## Requirements
Locate each line in the data that contains the word "blue", and copy those lines in the order they appear.

Stored data entries
----------------

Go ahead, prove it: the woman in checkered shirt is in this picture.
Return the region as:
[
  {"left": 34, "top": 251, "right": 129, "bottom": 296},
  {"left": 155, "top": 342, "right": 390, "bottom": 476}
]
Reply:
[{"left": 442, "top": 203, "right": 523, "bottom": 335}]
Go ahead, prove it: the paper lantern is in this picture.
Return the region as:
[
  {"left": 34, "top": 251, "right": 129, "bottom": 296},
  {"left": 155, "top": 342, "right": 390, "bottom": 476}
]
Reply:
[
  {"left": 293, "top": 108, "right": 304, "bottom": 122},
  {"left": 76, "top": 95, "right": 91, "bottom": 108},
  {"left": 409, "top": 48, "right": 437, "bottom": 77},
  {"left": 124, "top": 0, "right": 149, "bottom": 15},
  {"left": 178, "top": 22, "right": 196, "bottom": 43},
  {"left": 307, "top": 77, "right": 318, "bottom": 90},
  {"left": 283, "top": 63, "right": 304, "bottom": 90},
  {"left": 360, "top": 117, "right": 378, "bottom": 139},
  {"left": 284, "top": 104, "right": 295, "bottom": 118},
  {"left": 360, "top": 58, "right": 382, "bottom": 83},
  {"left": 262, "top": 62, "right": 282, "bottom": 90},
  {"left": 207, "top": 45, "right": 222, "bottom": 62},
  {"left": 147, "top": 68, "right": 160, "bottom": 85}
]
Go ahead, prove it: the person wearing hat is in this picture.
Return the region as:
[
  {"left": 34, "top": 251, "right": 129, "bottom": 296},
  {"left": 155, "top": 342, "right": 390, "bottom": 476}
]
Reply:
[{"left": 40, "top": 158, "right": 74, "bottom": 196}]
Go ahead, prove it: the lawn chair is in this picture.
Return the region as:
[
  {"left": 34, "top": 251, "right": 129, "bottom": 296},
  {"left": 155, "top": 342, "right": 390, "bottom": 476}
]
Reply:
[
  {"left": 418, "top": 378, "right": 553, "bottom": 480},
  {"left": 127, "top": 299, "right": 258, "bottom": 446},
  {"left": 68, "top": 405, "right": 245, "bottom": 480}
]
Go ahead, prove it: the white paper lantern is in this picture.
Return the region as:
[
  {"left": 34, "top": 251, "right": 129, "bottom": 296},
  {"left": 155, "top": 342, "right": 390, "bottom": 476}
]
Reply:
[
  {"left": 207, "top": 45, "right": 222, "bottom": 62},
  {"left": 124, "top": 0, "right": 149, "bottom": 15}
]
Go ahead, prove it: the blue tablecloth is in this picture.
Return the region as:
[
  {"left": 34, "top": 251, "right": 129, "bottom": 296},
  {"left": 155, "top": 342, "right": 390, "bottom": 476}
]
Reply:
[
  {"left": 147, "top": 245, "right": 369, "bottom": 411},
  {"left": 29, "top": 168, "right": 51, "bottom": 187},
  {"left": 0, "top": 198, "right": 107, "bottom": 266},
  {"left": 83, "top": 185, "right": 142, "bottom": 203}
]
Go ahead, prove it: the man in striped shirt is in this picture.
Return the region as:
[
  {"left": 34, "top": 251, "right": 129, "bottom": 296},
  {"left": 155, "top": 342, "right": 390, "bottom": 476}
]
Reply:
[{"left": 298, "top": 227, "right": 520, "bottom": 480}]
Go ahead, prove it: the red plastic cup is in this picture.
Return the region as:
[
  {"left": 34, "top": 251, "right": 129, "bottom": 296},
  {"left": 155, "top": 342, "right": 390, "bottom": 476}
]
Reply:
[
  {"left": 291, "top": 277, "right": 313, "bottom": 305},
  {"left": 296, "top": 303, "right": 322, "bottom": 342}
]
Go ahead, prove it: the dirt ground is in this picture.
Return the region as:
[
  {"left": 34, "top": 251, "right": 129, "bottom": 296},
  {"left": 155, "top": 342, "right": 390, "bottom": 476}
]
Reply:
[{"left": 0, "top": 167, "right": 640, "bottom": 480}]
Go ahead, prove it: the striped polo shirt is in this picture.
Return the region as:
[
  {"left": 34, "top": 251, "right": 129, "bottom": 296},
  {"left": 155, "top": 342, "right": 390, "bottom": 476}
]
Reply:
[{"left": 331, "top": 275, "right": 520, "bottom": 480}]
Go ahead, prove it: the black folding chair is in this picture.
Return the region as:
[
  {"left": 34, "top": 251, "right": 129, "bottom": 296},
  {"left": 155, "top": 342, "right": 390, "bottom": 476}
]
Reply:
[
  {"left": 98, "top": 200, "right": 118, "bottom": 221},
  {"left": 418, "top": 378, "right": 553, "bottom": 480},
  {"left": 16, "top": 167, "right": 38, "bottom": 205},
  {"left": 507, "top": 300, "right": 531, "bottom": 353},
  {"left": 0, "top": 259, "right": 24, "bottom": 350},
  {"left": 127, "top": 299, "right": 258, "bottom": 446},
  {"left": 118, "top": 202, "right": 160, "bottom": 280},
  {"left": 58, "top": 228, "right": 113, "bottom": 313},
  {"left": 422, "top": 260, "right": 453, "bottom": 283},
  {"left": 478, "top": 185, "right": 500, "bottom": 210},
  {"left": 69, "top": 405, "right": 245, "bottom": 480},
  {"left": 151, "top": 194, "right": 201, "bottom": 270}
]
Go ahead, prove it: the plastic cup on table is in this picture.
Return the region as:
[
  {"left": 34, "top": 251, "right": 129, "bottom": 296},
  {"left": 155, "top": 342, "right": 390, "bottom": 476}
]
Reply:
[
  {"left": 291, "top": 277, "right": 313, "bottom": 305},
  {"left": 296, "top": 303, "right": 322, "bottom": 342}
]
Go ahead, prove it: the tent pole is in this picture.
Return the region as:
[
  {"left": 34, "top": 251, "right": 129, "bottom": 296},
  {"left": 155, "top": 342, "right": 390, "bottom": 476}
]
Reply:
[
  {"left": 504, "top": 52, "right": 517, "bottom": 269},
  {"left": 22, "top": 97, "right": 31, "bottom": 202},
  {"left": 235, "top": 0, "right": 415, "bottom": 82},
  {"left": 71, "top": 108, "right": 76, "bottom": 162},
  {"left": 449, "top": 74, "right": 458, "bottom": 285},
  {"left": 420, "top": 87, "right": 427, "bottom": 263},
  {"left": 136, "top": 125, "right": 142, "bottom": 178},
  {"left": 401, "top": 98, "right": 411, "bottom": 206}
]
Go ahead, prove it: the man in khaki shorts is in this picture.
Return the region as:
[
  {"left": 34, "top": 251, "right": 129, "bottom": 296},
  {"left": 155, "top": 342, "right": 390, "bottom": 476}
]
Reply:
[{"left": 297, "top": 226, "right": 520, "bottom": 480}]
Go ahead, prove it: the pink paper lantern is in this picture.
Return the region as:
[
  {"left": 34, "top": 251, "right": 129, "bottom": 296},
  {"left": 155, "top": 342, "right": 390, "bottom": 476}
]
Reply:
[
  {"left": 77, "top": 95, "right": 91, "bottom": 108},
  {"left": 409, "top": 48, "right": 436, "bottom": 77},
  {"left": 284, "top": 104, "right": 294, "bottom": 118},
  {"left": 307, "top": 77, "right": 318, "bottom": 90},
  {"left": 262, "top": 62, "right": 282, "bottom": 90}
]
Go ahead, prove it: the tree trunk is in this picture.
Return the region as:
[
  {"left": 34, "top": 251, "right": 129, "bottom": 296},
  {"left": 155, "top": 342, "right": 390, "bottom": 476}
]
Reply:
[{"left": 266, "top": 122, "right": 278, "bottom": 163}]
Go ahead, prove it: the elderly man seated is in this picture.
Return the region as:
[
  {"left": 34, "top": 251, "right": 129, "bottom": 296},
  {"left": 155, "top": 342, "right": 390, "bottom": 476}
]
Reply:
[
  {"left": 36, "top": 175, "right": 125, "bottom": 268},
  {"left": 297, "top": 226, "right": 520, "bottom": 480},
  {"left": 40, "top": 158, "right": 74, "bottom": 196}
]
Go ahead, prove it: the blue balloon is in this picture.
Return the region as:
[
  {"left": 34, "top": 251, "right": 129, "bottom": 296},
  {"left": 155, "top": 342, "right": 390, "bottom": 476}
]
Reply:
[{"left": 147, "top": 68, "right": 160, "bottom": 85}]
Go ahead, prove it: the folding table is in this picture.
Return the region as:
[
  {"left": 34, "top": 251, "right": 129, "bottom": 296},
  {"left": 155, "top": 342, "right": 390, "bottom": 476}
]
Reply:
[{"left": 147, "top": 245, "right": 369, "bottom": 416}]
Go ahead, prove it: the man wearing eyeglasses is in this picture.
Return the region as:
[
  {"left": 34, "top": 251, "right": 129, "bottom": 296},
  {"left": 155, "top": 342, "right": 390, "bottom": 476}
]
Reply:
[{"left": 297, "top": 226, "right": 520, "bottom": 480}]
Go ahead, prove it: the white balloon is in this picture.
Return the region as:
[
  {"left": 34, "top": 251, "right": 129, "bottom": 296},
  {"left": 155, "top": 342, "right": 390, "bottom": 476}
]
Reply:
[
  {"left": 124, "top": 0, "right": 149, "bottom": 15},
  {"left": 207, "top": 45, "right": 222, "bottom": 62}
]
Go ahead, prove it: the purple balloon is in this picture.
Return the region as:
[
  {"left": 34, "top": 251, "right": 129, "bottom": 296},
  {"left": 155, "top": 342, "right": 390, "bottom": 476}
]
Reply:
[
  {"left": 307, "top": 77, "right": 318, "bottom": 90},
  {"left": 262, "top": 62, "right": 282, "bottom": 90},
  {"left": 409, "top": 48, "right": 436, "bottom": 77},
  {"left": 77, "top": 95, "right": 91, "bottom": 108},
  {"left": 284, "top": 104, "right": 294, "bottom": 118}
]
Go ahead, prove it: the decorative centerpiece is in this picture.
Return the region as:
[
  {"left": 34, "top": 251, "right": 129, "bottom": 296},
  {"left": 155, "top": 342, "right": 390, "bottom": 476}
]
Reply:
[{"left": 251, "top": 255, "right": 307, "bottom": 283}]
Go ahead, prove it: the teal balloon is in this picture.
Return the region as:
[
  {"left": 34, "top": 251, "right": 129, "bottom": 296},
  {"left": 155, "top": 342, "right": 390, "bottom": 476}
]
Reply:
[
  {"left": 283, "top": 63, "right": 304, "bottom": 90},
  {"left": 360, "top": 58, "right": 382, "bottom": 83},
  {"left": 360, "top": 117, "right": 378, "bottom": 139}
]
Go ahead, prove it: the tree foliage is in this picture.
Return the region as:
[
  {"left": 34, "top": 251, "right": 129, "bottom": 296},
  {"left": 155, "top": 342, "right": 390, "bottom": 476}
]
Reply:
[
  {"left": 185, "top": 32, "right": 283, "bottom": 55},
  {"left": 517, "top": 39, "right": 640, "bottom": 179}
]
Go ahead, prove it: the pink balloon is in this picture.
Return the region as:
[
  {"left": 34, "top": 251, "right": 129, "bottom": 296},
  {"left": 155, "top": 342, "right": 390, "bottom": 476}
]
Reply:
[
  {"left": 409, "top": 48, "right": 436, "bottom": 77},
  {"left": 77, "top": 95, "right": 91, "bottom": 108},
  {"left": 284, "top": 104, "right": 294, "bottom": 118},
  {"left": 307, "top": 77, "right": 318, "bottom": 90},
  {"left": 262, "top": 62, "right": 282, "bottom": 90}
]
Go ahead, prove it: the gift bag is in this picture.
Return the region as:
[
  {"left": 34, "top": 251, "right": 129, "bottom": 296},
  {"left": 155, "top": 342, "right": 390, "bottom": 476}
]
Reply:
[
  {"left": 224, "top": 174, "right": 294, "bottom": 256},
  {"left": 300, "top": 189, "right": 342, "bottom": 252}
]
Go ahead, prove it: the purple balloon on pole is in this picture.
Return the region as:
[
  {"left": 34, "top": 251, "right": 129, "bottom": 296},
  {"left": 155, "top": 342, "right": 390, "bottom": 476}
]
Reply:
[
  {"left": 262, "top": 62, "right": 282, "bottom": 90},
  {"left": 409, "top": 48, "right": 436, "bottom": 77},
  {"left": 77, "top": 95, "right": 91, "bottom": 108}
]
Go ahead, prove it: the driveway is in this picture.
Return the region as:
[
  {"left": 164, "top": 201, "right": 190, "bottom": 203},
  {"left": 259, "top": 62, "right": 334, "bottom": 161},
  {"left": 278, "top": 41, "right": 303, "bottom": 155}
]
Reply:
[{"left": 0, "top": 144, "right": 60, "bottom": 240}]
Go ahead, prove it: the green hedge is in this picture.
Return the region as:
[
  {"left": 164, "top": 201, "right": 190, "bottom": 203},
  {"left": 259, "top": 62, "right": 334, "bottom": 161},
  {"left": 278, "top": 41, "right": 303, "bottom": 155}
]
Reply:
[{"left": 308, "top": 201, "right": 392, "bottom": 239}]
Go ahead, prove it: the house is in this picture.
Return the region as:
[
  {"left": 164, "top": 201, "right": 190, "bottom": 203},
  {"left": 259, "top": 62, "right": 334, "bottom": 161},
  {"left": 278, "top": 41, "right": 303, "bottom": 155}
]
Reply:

----------------

## Written reply
Go ahead, prove it: the blue tablecloth is in this picture.
Go ahead, prove it: the blue balloon is in this picture.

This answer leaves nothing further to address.